§ Exercise: Every line of the records below should be restated exactly.

§ Entries provided:
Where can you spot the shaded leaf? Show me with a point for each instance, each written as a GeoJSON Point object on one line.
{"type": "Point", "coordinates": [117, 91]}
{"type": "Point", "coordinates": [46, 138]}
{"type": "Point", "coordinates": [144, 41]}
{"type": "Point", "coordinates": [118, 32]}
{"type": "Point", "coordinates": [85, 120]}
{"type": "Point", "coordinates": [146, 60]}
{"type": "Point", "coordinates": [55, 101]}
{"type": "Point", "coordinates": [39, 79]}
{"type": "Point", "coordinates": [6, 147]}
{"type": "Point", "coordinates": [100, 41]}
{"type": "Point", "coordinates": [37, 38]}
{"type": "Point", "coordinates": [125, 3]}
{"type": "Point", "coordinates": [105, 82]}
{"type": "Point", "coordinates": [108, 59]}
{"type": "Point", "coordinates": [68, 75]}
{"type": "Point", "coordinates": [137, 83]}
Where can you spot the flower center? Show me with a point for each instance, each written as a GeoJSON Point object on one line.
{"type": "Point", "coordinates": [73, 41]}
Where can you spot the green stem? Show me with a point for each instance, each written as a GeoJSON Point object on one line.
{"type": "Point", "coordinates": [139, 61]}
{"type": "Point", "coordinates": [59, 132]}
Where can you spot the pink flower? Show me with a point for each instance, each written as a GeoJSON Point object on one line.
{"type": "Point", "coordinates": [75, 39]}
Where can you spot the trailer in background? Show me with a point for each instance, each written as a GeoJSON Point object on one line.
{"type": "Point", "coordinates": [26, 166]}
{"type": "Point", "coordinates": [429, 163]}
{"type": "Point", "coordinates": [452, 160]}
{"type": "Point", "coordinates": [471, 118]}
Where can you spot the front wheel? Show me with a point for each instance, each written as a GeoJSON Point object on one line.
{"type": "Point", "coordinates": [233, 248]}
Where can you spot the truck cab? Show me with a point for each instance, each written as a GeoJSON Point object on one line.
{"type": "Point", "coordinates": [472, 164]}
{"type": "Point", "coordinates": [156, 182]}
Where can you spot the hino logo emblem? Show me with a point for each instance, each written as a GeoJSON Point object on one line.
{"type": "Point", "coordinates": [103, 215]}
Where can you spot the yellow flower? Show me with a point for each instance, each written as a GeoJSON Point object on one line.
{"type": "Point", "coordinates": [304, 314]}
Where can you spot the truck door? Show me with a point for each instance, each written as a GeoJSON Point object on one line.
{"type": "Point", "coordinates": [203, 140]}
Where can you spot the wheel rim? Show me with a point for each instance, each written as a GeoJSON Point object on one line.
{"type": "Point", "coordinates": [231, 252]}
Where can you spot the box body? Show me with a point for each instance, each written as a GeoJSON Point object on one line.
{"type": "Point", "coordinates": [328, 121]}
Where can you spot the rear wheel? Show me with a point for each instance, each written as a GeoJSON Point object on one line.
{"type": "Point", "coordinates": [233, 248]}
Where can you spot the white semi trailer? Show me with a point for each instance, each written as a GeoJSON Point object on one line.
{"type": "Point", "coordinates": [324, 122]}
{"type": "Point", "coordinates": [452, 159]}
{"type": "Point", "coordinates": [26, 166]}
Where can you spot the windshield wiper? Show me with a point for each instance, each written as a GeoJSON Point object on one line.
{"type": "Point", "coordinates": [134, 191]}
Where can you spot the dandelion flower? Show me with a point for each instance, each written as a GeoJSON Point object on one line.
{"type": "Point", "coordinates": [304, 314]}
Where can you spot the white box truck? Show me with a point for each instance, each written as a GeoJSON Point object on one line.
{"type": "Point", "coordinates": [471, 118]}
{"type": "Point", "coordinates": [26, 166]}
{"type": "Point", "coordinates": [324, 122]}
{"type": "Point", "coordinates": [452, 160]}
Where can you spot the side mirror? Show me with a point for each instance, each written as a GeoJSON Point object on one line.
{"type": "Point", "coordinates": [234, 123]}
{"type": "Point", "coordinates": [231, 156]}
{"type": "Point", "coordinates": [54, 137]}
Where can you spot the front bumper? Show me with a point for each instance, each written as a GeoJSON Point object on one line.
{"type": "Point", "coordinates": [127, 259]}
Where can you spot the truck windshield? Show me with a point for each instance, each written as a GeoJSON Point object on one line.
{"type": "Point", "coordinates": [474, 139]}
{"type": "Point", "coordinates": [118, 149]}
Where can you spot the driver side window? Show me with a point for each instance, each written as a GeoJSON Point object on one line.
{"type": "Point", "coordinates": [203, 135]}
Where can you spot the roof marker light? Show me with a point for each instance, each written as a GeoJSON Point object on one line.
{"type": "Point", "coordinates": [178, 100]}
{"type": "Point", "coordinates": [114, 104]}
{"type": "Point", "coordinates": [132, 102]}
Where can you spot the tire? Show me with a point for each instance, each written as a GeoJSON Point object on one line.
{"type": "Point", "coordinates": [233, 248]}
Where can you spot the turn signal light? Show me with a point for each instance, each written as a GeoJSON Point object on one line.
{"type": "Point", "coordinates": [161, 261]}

§ Answer to the problem:
Where can you spot the shaded leaf? Show me with a point for each instance, each written as a GeoJSON Point object on one line.
{"type": "Point", "coordinates": [117, 91]}
{"type": "Point", "coordinates": [46, 138]}
{"type": "Point", "coordinates": [144, 41]}
{"type": "Point", "coordinates": [118, 32]}
{"type": "Point", "coordinates": [85, 120]}
{"type": "Point", "coordinates": [146, 60]}
{"type": "Point", "coordinates": [55, 101]}
{"type": "Point", "coordinates": [39, 79]}
{"type": "Point", "coordinates": [6, 147]}
{"type": "Point", "coordinates": [100, 41]}
{"type": "Point", "coordinates": [37, 38]}
{"type": "Point", "coordinates": [125, 3]}
{"type": "Point", "coordinates": [105, 82]}
{"type": "Point", "coordinates": [108, 59]}
{"type": "Point", "coordinates": [68, 75]}
{"type": "Point", "coordinates": [137, 83]}
Where can you spot the flower center? Show me with a point for each instance, each written as a GeoJSON Point object on one line.
{"type": "Point", "coordinates": [73, 41]}
Where can you spot the green stem? Show me with a point for each instance, each written as a GeoJSON Point object on one line.
{"type": "Point", "coordinates": [139, 61]}
{"type": "Point", "coordinates": [59, 132]}
Where can you spot the pink flower? Show me with a point for each instance, each written as a GeoJSON Point object on one line.
{"type": "Point", "coordinates": [75, 39]}
Where can you spot the trailer in background? Show me with a point for each instance, each written as a GeoJSON Point object on one line.
{"type": "Point", "coordinates": [26, 166]}
{"type": "Point", "coordinates": [429, 163]}
{"type": "Point", "coordinates": [452, 160]}
{"type": "Point", "coordinates": [471, 118]}
Where can you spot the front wheel? Show me with a point for each instance, each written as a GeoJSON Point object on one line.
{"type": "Point", "coordinates": [233, 248]}
Where can you spot the truck cab? Show me with a point for each instance, each written as a GeoJSON Point object on one line.
{"type": "Point", "coordinates": [472, 164]}
{"type": "Point", "coordinates": [156, 182]}
Where can you spot the hino logo emblem? Show me with a point for each instance, each written as a GeoJSON Point object on one line.
{"type": "Point", "coordinates": [103, 215]}
Where can you spot the yellow flower? Show me with a point for each instance, each written as a GeoJSON Point object on one line.
{"type": "Point", "coordinates": [304, 314]}
Where can you spot the truck door? Show me with a point for each instance, each written as a GeoJSON Point object on one line.
{"type": "Point", "coordinates": [203, 140]}
Where can you spot the wheel rim? Show me with a point for each instance, each written as a GeoJSON Point object on one line.
{"type": "Point", "coordinates": [231, 252]}
Where can you spot the box body? Show me with a point for each instance, each written as a GeoJSON Point object on one line.
{"type": "Point", "coordinates": [328, 121]}
Where can you spot the rear wheel? Show me with a point for each instance, each written as a GeoJSON Point object on one line.
{"type": "Point", "coordinates": [233, 248]}
Where can you spot the white semi trailer? Show me with a point for each instance, each written as a GeoJSON Point object on one line.
{"type": "Point", "coordinates": [324, 122]}
{"type": "Point", "coordinates": [452, 159]}
{"type": "Point", "coordinates": [26, 166]}
Where can you spot the windshield wiper? Show me with a point for each instance, each written as a GeoJSON Point object on one line.
{"type": "Point", "coordinates": [134, 191]}
Where can you spot the dandelion flower? Show me with a point for each instance, each written as a GeoJSON Point object on one line.
{"type": "Point", "coordinates": [304, 314]}
Where can you spot the white box truck? Show me with a point for each instance, each written as a GeoJSON Point object on one line.
{"type": "Point", "coordinates": [471, 118]}
{"type": "Point", "coordinates": [26, 166]}
{"type": "Point", "coordinates": [324, 122]}
{"type": "Point", "coordinates": [452, 160]}
Where can you spot the side mirror? Show me with a point for each instance, each written as a GeoJSON Point object on one line.
{"type": "Point", "coordinates": [234, 123]}
{"type": "Point", "coordinates": [231, 156]}
{"type": "Point", "coordinates": [54, 137]}
Where can you spot the front bumper? Show me with a point for each instance, each written as a GeoJSON Point object on one line.
{"type": "Point", "coordinates": [127, 259]}
Where can you spot the truck windshield? Show me with a point for each instance, each written as a GeoJSON Point object on one line.
{"type": "Point", "coordinates": [474, 139]}
{"type": "Point", "coordinates": [118, 149]}
Where can you spot the driver side window? Show me with a point for each instance, each written as a GeoJSON Point object on one line.
{"type": "Point", "coordinates": [203, 135]}
Where can you spot the roof marker light? Show me with a point for each instance, each written as a GeoJSON Point object on one line.
{"type": "Point", "coordinates": [178, 100]}
{"type": "Point", "coordinates": [114, 104]}
{"type": "Point", "coordinates": [132, 102]}
Where can you spot the tire? Show me with a point for each instance, each written as a GeoJSON Point object on one line.
{"type": "Point", "coordinates": [233, 248]}
Where can you spot the turn signal light? Show me with a point for each instance, each written as a GeoJSON Point object on one line.
{"type": "Point", "coordinates": [161, 261]}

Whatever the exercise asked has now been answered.